Work to be completed:
The data beneath this task is to be duplicated exactly, in its entirety.

Stored data entries
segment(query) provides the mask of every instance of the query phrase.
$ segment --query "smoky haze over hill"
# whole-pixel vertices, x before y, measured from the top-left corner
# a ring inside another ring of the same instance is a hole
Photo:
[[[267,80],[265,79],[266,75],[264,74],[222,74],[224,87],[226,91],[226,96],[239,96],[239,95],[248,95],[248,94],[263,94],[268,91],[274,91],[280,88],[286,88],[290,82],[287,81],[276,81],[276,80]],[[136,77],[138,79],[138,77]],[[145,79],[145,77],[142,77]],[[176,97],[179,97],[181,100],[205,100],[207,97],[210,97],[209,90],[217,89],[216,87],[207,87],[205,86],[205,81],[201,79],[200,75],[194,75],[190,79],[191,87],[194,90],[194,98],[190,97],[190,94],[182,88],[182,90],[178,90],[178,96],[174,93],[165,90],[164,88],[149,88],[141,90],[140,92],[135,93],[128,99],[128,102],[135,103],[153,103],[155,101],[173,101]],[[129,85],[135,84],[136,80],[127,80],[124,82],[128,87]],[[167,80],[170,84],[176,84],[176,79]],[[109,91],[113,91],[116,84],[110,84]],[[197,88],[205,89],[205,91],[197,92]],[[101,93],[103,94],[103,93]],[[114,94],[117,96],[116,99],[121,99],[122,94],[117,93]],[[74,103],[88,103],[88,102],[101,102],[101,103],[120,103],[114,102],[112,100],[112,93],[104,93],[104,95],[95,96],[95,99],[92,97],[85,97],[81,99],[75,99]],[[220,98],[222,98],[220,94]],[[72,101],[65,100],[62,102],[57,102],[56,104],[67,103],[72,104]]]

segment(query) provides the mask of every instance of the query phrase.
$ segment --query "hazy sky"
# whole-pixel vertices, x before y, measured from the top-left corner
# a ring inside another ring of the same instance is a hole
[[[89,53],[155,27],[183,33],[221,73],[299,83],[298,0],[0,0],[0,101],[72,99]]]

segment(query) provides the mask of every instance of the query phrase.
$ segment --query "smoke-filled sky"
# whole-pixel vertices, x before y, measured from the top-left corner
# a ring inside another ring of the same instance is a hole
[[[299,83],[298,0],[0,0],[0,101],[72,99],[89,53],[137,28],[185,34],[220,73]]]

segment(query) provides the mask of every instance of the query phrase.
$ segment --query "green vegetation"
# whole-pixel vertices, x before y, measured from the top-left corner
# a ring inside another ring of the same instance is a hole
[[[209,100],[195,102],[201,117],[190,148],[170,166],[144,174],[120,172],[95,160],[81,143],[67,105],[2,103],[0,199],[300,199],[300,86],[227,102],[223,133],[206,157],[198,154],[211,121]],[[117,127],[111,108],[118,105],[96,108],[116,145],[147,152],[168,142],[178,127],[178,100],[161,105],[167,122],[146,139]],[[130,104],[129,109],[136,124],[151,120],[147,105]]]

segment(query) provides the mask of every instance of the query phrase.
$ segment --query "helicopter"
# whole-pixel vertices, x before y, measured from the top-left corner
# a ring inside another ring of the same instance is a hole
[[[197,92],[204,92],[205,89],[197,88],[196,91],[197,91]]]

Solution for this exercise:
segment(query) provides the mask of every instance of the query phrase.
$ segment --query "smoky haze over hill"
# whole-pixel vertices, x before y, measured from the top-left corner
# a ring inside another ring of the same instance is a hole
Photo:
[[[267,80],[265,79],[266,75],[264,74],[222,74],[224,87],[226,91],[226,96],[239,96],[239,95],[248,95],[248,94],[263,94],[268,91],[274,91],[280,88],[286,88],[290,82],[287,81],[276,81],[276,80]],[[136,77],[138,79],[138,77]],[[145,79],[145,77],[142,77]],[[176,97],[179,97],[181,100],[205,100],[207,97],[210,97],[209,90],[217,89],[216,87],[207,87],[205,86],[205,81],[201,79],[200,75],[194,75],[190,79],[191,87],[194,90],[194,98],[190,97],[190,94],[182,88],[182,90],[178,90],[178,96],[174,93],[165,90],[164,88],[149,88],[141,90],[140,92],[135,93],[128,99],[128,102],[135,103],[153,103],[155,101],[173,101]],[[129,85],[135,84],[136,80],[127,80],[124,82],[128,87]],[[167,80],[170,84],[176,84],[176,79]],[[109,91],[113,91],[116,84],[110,84]],[[197,88],[205,89],[205,91],[197,92]],[[101,93],[103,94],[103,93]],[[114,94],[117,96],[116,99],[121,99],[122,94],[117,93]],[[74,103],[88,103],[88,102],[101,102],[101,103],[120,103],[114,102],[112,100],[112,93],[104,93],[104,95],[95,96],[95,99],[92,97],[85,97],[81,99],[75,99]],[[220,98],[222,98],[220,94]],[[72,101],[65,100],[62,102],[57,102],[56,104],[67,103],[72,104]]]

segment(query) provides the mask of every instance of the query phrase.
$ segment --query "hazy sky"
# whole-pixel vertices, x before y, measured from the top-left corner
# a ring inside another ring of the same instance is a hole
[[[89,53],[155,27],[183,33],[221,73],[299,83],[298,0],[0,0],[0,101],[72,99]]]

segment(query) provides the mask of every instance of the query phrase.
$ segment --query "smoke-filled sky"
# whole-pixel vertices, x before y, measured from the top-left corner
# a ring inside another ring of the same instance is a hole
[[[299,83],[298,0],[0,0],[0,101],[72,99],[89,53],[137,28],[185,34],[220,73]]]

segment(query) provides the mask of every instance of the query phrase.
$ segment --query "green vegetation"
# whole-pixel vertices, x before y, measured from the top-left corner
# a ring inside another ring of the same instance is a hole
[[[209,100],[195,102],[201,117],[190,148],[170,166],[144,174],[120,172],[95,160],[81,143],[67,105],[2,103],[0,199],[300,199],[300,86],[227,102],[223,133],[206,157],[198,154],[211,121]],[[117,127],[111,108],[118,105],[96,108],[116,145],[147,152],[168,142],[178,127],[178,100],[161,105],[167,122],[146,139]],[[130,104],[129,109],[136,124],[151,120],[147,105]]]

segment(query) provides the mask of every instance of the query phrase.
$ segment --query "helicopter"
# whole-pixel vertices, x before y, measured from the top-left corner
# a ring inside another ring of the same instance is a hole
[[[197,92],[204,92],[205,89],[197,88],[196,91],[197,91]]]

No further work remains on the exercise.